INPUT MATERIAL
[Start]

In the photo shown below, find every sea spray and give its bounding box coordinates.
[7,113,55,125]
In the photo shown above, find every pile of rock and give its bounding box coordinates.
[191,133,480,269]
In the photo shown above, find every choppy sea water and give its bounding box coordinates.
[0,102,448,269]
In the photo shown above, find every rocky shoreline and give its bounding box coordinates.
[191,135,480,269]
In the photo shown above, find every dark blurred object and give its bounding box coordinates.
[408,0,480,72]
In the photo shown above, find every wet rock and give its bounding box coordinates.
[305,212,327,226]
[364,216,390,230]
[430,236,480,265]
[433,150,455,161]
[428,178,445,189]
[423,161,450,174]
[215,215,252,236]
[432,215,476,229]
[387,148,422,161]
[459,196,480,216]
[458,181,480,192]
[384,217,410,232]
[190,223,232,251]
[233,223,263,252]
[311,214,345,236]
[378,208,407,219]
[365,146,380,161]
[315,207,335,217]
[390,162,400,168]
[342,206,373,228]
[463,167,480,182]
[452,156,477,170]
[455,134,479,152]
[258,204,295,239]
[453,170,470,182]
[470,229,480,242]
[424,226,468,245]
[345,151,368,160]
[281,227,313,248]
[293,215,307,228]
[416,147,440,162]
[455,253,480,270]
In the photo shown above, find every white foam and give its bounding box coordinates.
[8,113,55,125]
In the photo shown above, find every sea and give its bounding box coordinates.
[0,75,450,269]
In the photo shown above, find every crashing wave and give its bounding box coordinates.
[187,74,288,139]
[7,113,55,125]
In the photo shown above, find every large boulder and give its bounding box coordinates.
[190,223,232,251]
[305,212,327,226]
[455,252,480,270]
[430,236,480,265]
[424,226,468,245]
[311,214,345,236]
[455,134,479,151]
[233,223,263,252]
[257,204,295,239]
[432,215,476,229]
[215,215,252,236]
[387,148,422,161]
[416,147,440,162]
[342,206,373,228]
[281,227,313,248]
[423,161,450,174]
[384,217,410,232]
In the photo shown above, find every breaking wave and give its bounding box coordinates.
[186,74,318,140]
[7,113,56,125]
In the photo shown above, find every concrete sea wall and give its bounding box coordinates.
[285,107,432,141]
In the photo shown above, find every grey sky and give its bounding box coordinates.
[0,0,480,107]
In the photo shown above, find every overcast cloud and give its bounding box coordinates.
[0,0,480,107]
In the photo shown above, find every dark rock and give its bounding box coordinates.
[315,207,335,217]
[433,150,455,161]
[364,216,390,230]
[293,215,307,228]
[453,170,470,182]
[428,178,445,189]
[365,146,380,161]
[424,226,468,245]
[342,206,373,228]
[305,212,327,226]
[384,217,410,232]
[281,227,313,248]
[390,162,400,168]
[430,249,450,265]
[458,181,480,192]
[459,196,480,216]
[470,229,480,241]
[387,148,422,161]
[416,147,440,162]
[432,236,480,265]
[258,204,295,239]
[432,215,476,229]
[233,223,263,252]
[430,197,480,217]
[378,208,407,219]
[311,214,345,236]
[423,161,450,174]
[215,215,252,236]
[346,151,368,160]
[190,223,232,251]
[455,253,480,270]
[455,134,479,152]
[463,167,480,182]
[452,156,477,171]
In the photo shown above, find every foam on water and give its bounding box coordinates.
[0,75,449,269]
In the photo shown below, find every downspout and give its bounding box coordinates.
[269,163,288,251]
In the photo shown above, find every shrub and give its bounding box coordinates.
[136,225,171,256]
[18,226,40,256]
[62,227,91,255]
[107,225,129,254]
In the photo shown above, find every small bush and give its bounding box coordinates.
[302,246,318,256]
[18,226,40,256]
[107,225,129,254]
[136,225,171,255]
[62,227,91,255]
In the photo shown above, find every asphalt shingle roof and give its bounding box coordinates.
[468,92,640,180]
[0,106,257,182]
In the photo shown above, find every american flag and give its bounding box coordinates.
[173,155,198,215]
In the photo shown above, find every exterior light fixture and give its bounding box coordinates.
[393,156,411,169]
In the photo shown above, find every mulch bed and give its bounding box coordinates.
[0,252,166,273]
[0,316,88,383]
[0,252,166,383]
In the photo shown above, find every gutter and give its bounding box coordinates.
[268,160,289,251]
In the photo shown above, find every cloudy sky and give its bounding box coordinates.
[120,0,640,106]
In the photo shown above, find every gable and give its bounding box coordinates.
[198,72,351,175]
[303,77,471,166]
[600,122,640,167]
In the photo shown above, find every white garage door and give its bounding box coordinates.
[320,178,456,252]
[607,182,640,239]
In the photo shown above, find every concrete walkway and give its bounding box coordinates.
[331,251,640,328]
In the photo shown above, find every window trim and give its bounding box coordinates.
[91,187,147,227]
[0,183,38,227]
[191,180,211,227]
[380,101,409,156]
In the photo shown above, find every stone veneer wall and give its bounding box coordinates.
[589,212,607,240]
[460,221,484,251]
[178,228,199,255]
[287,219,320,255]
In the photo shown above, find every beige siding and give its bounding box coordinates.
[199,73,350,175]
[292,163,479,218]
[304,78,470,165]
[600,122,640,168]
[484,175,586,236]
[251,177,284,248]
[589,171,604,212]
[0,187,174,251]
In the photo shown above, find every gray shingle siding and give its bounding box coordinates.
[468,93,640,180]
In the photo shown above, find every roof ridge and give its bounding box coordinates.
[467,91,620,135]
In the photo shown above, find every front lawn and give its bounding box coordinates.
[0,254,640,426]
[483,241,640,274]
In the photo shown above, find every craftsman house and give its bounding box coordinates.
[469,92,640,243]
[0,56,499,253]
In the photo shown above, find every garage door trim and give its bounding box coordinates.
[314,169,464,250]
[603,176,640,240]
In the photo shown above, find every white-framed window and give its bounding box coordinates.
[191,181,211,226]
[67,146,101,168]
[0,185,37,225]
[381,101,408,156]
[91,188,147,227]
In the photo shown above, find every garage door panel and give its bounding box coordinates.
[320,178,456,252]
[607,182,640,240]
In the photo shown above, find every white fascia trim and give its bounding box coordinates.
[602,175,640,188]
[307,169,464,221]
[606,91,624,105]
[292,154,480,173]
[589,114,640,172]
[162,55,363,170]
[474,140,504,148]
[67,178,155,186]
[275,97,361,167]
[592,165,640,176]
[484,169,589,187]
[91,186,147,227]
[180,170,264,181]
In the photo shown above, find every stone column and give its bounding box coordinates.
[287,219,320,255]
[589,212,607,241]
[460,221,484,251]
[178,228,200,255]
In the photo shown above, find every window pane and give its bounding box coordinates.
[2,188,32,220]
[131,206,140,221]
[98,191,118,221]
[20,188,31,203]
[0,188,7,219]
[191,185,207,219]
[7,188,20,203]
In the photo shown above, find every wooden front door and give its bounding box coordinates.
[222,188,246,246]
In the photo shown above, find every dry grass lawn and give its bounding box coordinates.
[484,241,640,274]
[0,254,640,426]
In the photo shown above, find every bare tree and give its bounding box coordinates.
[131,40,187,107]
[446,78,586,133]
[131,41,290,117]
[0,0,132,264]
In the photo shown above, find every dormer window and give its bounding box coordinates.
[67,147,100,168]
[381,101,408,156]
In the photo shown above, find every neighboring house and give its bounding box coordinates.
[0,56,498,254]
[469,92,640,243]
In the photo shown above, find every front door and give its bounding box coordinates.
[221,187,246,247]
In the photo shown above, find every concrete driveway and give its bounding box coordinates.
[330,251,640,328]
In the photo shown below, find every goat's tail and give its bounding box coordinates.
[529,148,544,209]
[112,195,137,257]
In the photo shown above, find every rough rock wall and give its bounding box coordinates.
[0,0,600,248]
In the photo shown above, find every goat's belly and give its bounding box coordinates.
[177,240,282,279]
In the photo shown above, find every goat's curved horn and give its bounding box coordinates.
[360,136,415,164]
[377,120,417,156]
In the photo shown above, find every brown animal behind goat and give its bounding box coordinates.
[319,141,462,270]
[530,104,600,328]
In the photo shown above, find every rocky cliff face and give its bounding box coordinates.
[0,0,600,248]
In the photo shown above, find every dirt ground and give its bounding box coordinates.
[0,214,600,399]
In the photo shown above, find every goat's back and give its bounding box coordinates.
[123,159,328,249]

[End]

WHAT YOU ARE ASKED TO DO
Locate each line in the listing above that contains the string "garage", treating uppercase and lowercase letters as different, and copy every such line in full.

FINAL RESULT
In the photo shown above, find every white garage door and give its bounding box coordinates.
In the photo shown above, find every garage door trim and give its bounding box coordinates.
In the photo shown above, find every garage door panel and give its bounding box coordinates.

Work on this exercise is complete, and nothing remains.